[WRITTEN REQUEST] Could you format the lines of the records below as a numbered list, starting with the line that contains "pixel 33 341." and going through the line that contains "pixel 177 350", both included? Include only those lines and skip any blank ones.

↓

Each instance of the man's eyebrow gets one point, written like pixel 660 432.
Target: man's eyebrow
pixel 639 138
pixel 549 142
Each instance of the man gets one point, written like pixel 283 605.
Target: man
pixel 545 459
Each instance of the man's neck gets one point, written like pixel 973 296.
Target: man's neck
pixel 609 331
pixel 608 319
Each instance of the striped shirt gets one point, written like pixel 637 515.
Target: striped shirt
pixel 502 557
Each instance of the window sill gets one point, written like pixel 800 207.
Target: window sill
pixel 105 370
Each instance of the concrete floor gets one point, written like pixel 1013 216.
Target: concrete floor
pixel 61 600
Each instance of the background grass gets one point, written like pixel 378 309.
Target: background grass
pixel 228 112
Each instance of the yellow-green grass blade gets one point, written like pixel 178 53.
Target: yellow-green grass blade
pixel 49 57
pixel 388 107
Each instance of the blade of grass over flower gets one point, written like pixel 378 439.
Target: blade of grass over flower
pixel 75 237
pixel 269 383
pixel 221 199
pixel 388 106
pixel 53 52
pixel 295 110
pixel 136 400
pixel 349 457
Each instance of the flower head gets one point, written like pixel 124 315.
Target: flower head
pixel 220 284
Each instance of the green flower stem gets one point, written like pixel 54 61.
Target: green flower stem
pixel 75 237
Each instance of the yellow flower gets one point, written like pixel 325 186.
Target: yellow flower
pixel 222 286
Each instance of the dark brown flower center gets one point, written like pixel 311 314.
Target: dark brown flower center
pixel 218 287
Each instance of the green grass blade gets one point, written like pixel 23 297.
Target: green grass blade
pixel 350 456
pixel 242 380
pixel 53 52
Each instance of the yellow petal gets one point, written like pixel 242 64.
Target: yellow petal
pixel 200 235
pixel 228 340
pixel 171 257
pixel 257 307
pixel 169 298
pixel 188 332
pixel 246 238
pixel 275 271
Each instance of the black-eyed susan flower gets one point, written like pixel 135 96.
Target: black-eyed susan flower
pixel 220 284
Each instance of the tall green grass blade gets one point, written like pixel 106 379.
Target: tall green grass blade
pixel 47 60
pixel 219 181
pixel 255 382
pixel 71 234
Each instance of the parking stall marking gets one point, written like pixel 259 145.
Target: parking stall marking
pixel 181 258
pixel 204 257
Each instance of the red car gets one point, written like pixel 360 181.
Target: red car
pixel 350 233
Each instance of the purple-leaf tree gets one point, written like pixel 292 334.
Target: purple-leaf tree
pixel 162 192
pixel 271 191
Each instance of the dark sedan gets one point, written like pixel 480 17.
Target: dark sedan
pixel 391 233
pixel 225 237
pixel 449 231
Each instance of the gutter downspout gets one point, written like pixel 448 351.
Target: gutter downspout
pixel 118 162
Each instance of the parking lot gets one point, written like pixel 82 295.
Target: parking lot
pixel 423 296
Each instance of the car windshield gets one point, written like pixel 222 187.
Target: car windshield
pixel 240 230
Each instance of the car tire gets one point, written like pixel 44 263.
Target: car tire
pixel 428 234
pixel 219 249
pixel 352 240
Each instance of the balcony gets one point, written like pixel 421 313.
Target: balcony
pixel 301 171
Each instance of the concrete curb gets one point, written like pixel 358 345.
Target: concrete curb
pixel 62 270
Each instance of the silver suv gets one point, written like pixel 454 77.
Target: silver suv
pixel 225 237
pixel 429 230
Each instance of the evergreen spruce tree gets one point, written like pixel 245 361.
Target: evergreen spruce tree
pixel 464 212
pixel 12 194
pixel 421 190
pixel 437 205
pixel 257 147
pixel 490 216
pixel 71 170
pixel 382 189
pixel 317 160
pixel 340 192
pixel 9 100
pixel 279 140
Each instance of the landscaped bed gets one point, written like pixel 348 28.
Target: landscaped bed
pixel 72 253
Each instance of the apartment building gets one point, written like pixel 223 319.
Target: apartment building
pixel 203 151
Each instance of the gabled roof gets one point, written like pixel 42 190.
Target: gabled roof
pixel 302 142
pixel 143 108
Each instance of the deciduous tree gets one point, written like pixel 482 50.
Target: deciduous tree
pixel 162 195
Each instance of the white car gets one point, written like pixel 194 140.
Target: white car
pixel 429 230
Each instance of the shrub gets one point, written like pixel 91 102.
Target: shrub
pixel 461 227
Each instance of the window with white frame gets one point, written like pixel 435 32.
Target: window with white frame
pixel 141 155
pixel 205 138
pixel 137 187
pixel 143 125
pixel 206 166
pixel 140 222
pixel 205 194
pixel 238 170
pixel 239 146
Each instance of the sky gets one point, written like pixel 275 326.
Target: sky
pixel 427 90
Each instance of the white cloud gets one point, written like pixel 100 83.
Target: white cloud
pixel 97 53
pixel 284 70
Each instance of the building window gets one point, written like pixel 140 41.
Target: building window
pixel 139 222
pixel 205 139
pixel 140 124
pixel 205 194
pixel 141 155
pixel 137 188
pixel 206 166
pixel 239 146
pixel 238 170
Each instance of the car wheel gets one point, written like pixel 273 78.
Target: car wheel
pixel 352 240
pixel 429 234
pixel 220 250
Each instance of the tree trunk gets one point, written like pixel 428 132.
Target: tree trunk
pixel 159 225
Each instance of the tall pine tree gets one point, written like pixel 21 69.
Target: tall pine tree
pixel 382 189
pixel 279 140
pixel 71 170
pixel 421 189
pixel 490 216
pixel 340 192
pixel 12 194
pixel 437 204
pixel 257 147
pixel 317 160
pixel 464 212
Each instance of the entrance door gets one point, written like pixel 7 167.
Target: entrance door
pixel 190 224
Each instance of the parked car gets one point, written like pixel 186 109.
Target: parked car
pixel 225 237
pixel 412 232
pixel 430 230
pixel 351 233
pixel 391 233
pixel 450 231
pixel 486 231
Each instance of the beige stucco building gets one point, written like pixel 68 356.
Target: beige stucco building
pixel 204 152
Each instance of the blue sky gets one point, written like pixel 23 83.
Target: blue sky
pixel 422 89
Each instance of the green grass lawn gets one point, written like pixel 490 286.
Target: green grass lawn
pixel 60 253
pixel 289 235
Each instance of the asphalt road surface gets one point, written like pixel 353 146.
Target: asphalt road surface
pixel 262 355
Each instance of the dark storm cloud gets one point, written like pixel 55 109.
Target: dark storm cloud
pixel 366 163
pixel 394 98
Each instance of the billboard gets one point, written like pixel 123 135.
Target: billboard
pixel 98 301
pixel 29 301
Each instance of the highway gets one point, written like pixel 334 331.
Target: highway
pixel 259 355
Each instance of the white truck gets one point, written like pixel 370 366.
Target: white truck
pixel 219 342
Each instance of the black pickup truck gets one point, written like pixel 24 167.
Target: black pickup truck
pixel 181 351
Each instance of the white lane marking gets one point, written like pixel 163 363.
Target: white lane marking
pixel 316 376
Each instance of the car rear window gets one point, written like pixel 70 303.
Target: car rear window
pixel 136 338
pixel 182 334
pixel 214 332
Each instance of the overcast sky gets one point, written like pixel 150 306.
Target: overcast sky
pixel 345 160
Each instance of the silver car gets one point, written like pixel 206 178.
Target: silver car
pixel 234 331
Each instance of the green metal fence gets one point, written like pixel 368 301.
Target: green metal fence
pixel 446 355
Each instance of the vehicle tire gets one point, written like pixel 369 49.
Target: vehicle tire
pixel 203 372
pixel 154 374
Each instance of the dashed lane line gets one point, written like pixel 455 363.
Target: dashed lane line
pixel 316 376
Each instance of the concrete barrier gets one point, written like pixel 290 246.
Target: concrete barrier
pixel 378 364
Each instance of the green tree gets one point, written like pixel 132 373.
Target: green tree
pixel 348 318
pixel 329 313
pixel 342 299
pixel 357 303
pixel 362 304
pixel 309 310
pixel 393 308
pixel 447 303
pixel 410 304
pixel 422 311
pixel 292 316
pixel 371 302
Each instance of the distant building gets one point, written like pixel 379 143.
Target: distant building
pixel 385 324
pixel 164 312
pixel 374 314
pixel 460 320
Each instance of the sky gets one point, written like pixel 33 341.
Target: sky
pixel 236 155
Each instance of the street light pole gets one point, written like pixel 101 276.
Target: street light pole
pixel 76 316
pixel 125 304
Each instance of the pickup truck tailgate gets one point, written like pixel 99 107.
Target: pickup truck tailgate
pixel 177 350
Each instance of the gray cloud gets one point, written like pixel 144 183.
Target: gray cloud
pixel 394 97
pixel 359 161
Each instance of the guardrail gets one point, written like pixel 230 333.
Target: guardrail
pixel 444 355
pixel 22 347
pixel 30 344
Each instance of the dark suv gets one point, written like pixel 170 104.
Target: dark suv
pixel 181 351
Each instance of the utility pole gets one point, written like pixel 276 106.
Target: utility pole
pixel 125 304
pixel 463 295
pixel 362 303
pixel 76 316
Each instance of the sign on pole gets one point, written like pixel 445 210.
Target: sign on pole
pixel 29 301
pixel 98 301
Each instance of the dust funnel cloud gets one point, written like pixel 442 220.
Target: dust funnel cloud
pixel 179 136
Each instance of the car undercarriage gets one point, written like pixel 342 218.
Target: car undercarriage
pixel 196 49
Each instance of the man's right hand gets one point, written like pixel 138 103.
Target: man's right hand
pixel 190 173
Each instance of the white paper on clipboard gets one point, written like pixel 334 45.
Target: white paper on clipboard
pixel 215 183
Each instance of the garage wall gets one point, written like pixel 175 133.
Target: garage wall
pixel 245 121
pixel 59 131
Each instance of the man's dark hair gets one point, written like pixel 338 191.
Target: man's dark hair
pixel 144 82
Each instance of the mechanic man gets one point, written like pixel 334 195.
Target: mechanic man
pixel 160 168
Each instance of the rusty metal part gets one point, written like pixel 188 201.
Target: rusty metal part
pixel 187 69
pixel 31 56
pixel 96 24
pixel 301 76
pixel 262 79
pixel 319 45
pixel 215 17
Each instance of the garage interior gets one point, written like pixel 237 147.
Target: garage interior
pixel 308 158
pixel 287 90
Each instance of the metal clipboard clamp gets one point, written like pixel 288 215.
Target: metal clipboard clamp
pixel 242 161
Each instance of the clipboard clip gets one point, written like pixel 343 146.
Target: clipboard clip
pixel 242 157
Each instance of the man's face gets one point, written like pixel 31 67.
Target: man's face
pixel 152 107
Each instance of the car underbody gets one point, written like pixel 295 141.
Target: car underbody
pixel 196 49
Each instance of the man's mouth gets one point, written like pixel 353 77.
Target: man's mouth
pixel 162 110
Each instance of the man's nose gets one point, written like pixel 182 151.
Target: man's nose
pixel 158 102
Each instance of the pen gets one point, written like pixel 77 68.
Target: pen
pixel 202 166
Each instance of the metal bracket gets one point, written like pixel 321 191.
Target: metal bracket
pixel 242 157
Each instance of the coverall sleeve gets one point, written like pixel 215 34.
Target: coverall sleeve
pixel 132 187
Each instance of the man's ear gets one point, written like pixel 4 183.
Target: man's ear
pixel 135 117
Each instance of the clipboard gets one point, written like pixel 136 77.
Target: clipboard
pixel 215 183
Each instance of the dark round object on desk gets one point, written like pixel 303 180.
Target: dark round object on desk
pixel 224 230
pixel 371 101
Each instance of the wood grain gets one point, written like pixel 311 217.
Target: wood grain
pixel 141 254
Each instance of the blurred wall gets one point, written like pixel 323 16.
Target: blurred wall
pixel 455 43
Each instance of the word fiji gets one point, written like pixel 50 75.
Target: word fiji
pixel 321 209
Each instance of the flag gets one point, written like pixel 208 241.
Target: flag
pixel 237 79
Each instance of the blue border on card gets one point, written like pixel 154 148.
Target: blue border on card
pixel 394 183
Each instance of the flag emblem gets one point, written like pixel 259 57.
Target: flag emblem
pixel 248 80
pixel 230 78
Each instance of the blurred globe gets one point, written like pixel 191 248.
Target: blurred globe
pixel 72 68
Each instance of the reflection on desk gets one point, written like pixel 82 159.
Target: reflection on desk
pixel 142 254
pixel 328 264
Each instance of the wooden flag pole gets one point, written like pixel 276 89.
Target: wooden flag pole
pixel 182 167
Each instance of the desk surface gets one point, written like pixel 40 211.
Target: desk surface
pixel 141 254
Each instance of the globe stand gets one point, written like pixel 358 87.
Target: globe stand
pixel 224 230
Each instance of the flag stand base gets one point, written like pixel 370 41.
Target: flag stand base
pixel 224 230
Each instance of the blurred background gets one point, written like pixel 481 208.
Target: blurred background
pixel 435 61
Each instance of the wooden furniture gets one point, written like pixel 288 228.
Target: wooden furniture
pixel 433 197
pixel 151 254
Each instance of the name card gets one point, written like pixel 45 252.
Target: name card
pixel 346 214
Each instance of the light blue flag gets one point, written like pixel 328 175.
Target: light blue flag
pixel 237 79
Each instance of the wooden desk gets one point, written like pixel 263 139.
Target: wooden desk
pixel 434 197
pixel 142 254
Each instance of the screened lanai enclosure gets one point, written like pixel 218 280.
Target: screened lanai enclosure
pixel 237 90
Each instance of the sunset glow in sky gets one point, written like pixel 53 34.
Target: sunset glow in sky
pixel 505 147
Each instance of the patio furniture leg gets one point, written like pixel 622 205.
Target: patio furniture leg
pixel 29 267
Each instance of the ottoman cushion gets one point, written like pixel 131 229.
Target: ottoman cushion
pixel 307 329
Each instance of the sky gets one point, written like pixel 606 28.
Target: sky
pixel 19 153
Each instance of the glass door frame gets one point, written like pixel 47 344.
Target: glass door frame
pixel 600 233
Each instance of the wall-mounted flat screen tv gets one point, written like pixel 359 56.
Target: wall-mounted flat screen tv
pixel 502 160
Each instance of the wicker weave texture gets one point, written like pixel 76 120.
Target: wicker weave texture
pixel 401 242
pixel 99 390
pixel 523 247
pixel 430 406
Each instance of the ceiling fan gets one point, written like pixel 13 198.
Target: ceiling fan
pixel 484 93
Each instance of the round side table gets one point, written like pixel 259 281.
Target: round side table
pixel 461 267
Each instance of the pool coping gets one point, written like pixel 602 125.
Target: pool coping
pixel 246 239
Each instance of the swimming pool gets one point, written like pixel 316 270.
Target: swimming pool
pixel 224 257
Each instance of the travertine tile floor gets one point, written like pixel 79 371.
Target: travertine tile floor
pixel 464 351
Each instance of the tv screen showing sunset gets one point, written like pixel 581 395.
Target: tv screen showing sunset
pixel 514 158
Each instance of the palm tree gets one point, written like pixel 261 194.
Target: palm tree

↑

[THE COMPLETED TASK]
1. Each instance of the sky gets one point, written like pixel 33 341.
2. Target: sky
3. pixel 236 155
4. Each instance of the street light pole gets one point, written like pixel 101 276.
5. Target: street light pole
6. pixel 76 316
7. pixel 125 304
8. Each instance of the pickup truck tailgate gets one point, written like pixel 99 107.
9. Target: pickup truck tailgate
10. pixel 177 350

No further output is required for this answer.